Reproduce verbatim the line where "target: long bottommost" occurs, along with all following lines down to the last line of the data.

Saved entries:
BEGIN

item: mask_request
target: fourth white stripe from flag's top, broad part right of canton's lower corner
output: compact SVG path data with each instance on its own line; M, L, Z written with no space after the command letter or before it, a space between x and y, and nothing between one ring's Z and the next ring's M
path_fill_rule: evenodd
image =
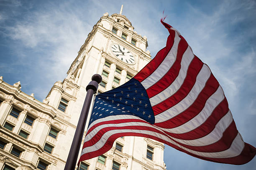
M183 125L180 125L176 128L170 128L170 129L160 128L160 129L164 130L166 132L169 132L169 133L177 133L177 134L187 133L191 130L194 130L195 128L202 125L202 123L204 123L208 117L210 117L213 110L220 104L220 102L223 101L224 97L225 96L224 96L223 90L219 85L216 92L213 93L211 95L211 97L209 97L209 99L205 103L204 108L198 115L196 115L188 122L186 122Z

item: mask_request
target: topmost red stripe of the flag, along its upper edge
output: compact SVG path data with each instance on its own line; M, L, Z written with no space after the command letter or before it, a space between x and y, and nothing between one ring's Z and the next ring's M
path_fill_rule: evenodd
M161 49L156 54L156 57L154 57L154 59L152 59L140 72L138 72L134 76L136 80L138 80L139 82L142 82L157 69L157 67L161 64L161 62L163 62L168 52L171 50L174 43L174 37L175 37L175 32L172 31L169 37L167 38L166 47Z

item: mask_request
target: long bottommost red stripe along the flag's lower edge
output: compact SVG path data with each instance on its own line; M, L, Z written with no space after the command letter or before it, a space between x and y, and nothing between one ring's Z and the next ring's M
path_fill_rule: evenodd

END

[Finished exercise]:
target: long bottommost red stripe along the flag's lower edge
output: compact SVG path data with each instance on its own line; M, L, Z written with no space after the command letter or before it, a space between x and y, and nothing between one ring's Z and the next ring's M
path_fill_rule: evenodd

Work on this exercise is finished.